> TEXT SEGMENT
══════════════════════════════
Training Data Sources
-
Undisclosed web and proprietary data
Status: Alleged
Citation: Inferred from model performance, as no information is public.
Overview: The “Black Box” Leaderboard Model
“Nova” is the name given to a family of high-performance large language models that have appeared on various AI leaderboards without a clearly identified developer. From a legal perspective, the anonymous nature of these models makes them the ultimate “black box” and exceptionally dangerous to use in any production environment.
The Anonymous Vendor Problem
- No Accountability: With no known developer, there is no legal entity to sue, negotiate with, or hold accountable for the model’s output. If the model generates infringing, defamatory, or otherwise illegal content, the liability falls entirely on the user.
- Unknown Jurisdiction: The developers could be operating from any jurisdiction in the world, including those with weak or non-existent copyright enforcement, or those under international sanctions. This creates unpredictable legal and geopolitical risks.
Training Data: A Complete Unknown
The training data for the Nova models is entirely unknown, which presents the worst-case scenario for copyright risk.
- Presumption of Infringement: Given the model’s high performance, it must have been trained on a massive dataset. With no evidence to the contrary, a lawyer must assume this data was scraped from the internet without regard for copyright, and likely includes infringing sources like Books3, pirated content, and personal data.
══════════════════════════════
> GIVEN INFORMATION
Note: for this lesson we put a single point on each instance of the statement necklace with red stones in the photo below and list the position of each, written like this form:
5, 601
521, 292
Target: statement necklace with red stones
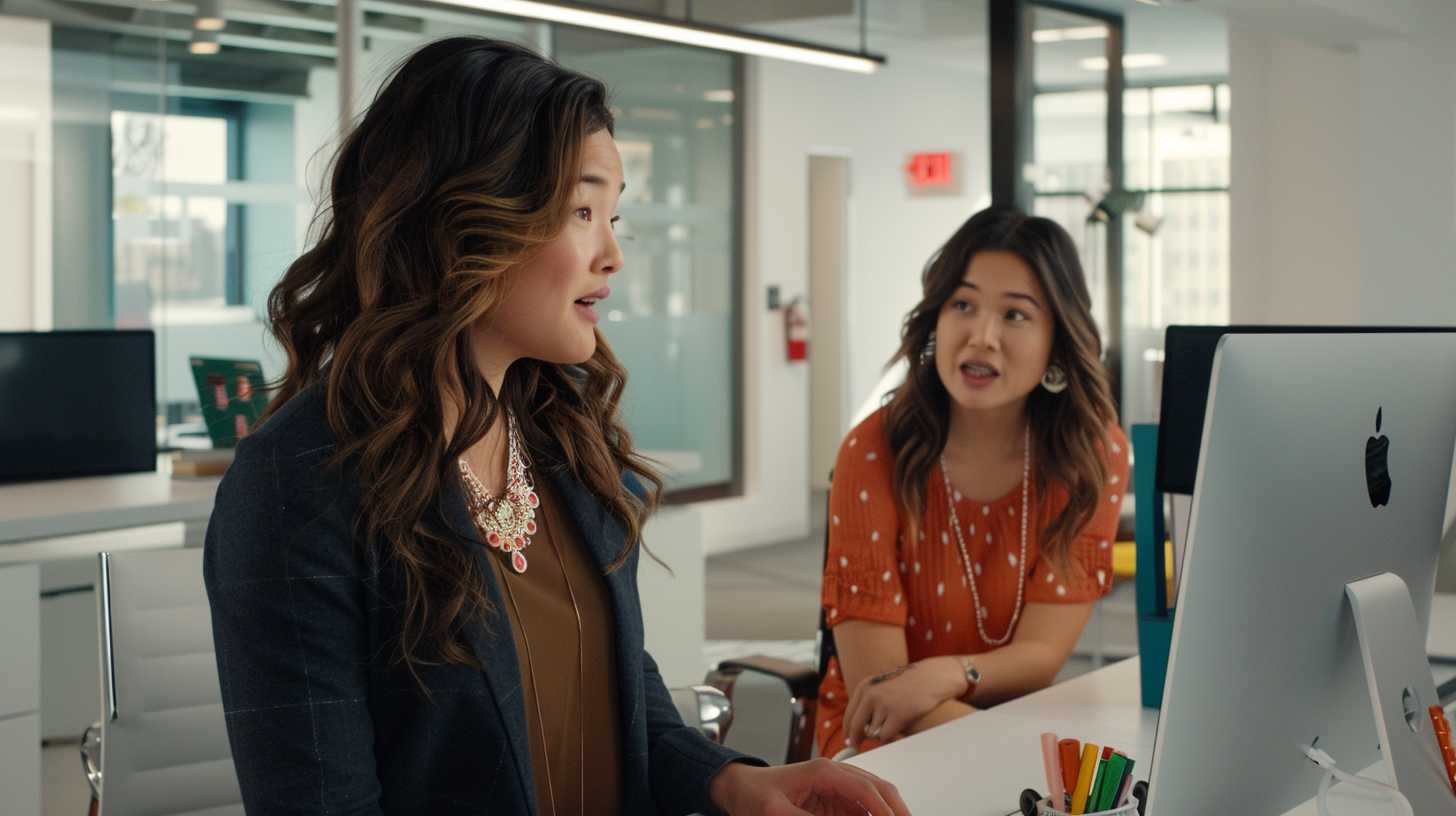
507, 520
══════════════════════════════
> REQUIRED TASKS
1. According to the text on the Nova models, where have these models appeared?
2. Name every item that the text on the Nova models says the scraped training data likely includes.
3. Extend the text on the Nova models with a few more paragraphs that follow on from its final sentence.
The data above has no role here.

> TASK-BY-TASK ANSWERS
1. They have appeared on various AI leaderboards without a clearly identified developer.

2. Books3, pirated content, personal data

3.
- No “Fair Use” Defense: A user of this model would have an extremely difficult time arguing for “fair use” in court. They would be unable to provide any evidence about the nature of the training data or the purpose of its use, which are key parts of the fair use analysis.
The Ultimate Legal Risk
Using a model from an anonymous source in a commercial product would be legally reckless.
- Zero Legal Recourse: Unlike using a model from Google, OpenAI, or Amazon, there is no possibility of a copyright indemnity. The user bears 100% of the legal risk.
- Reputational Suicide: For any established company, being found to have used an anonymous, likely infringing AI model in a product could lead to catastrophic reputational damage, on top of any legal penalties.
- “Fruit of the Poisonous Tree”: Any product or service built on top of the Nova model could be considered “fruit of the poisonous tree.” A court could potentially order the entire product to be taken down or even destroyed if it is fundamentally based on a massively infringing underlying work.